-- begin THE DATA --

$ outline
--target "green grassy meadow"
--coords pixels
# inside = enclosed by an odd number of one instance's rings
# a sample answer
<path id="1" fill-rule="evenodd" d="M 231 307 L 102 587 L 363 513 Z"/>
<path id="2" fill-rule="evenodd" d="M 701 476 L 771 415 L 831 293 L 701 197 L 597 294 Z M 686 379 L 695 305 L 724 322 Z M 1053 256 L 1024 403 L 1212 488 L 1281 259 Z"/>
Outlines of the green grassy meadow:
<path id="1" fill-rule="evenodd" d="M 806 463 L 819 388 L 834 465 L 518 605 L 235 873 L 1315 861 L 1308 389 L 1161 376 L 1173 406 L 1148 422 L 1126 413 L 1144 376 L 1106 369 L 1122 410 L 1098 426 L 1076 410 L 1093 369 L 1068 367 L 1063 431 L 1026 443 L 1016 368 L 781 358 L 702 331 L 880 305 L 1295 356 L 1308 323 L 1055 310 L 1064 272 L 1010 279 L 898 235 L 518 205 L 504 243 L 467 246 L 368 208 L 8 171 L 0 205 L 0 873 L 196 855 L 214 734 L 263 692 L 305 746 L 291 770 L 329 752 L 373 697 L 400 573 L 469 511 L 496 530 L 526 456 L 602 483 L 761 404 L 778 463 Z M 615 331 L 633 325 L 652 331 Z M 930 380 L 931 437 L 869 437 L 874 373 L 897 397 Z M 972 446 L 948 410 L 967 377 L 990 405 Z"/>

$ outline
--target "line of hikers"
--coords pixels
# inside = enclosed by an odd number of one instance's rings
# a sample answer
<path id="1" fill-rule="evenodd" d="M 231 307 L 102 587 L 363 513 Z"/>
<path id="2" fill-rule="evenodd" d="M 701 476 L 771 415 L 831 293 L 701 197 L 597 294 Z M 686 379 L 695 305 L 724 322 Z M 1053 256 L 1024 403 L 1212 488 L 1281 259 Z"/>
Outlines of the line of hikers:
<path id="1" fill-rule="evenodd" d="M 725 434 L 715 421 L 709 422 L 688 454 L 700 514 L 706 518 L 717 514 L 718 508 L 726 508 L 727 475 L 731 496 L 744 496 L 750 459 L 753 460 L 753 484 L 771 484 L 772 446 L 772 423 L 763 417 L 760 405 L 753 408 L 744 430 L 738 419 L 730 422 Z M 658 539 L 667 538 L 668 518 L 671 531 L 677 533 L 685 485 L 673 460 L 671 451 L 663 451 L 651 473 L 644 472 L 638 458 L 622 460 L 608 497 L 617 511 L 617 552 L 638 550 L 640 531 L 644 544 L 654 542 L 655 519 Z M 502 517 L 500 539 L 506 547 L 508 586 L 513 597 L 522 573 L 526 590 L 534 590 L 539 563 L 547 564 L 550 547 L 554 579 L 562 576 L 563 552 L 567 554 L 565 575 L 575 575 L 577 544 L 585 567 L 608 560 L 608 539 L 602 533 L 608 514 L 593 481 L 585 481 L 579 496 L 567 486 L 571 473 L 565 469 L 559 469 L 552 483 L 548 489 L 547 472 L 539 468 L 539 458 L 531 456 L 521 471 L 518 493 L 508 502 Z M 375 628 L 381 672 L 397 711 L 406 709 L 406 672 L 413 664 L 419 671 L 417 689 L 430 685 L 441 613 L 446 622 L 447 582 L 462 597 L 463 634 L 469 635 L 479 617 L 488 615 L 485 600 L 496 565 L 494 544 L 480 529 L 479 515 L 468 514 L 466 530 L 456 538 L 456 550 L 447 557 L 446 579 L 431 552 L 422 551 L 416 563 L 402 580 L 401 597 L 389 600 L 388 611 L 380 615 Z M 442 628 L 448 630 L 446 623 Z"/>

-- end THE DATA --

**EXERCISE TASK**
Rewrite the entire listing above, substituting "Polygons for the" for every occurrence of "Outlines of the" and leaving all other text unchanged.

**FULL RESPONSE**
$ outline
--target "green grassy meadow"
--coords pixels
# inside = enclosed by an odd number of one instance's rings
# a sample answer
<path id="1" fill-rule="evenodd" d="M 231 307 L 102 587 L 363 513 Z"/>
<path id="2" fill-rule="evenodd" d="M 701 476 L 771 415 L 831 293 L 701 197 L 597 294 Z M 686 379 L 695 305 L 724 322 Z M 1053 256 L 1024 403 L 1212 488 L 1281 259 Z"/>
Polygons for the green grassy meadow:
<path id="1" fill-rule="evenodd" d="M 806 463 L 819 388 L 834 465 L 518 605 L 235 873 L 1315 861 L 1308 389 L 1161 376 L 1173 406 L 1148 422 L 1126 413 L 1144 376 L 1106 369 L 1122 410 L 1098 426 L 1076 410 L 1093 369 L 1068 367 L 1063 431 L 1026 443 L 1016 368 L 781 358 L 702 331 L 880 305 L 1295 356 L 1308 323 L 1055 310 L 1064 272 L 1010 279 L 898 235 L 518 205 L 504 243 L 467 246 L 368 208 L 8 171 L 0 205 L 0 873 L 196 855 L 214 734 L 263 692 L 305 746 L 291 770 L 329 752 L 373 697 L 400 573 L 469 511 L 496 530 L 526 456 L 602 483 L 761 404 L 778 463 Z M 615 331 L 633 325 L 652 331 Z M 930 380 L 931 437 L 869 437 L 874 373 L 897 397 Z M 972 446 L 948 410 L 967 377 L 990 405 Z"/>

$ outline
--target "line of hikers"
--coords pixels
# inside = enclosed by an odd number of one instance's rings
# a sample answer
<path id="1" fill-rule="evenodd" d="M 231 307 L 102 587 L 363 513 Z"/>
<path id="2" fill-rule="evenodd" d="M 701 476 L 771 415 L 831 293 L 701 197 L 597 294 Z M 686 379 L 695 305 L 724 322 Z M 1053 256 L 1024 403 L 1212 488 L 1281 259 Z"/>
Polygons for the line of hikers:
<path id="1" fill-rule="evenodd" d="M 725 434 L 715 421 L 709 422 L 688 454 L 700 514 L 706 518 L 717 514 L 718 508 L 726 508 L 727 475 L 731 496 L 744 496 L 750 459 L 753 460 L 753 484 L 771 484 L 772 446 L 772 423 L 763 417 L 760 405 L 753 408 L 744 430 L 738 419 L 730 422 Z M 658 539 L 667 538 L 668 518 L 671 531 L 677 533 L 685 485 L 673 460 L 671 451 L 663 451 L 651 473 L 644 472 L 638 458 L 622 460 L 608 497 L 617 511 L 617 552 L 638 550 L 640 531 L 644 544 L 654 542 L 655 519 Z M 502 517 L 500 539 L 506 547 L 508 586 L 513 597 L 522 573 L 526 590 L 534 590 L 539 563 L 547 564 L 550 547 L 554 579 L 562 576 L 563 552 L 567 554 L 565 575 L 575 575 L 577 544 L 585 567 L 608 560 L 608 539 L 602 533 L 608 514 L 593 481 L 585 481 L 579 496 L 567 486 L 571 473 L 565 469 L 559 469 L 552 483 L 548 489 L 547 472 L 539 468 L 539 458 L 531 456 L 521 471 L 518 493 L 508 502 Z M 375 628 L 381 672 L 397 711 L 406 709 L 406 672 L 413 664 L 419 671 L 417 689 L 430 685 L 441 613 L 446 622 L 447 582 L 462 597 L 463 634 L 469 635 L 479 617 L 488 615 L 485 600 L 496 565 L 494 544 L 480 529 L 479 515 L 468 514 L 466 530 L 456 538 L 456 550 L 447 557 L 446 579 L 431 552 L 422 551 L 416 563 L 402 580 L 401 597 L 389 600 L 388 611 L 380 615 Z M 442 628 L 448 630 L 446 623 Z"/>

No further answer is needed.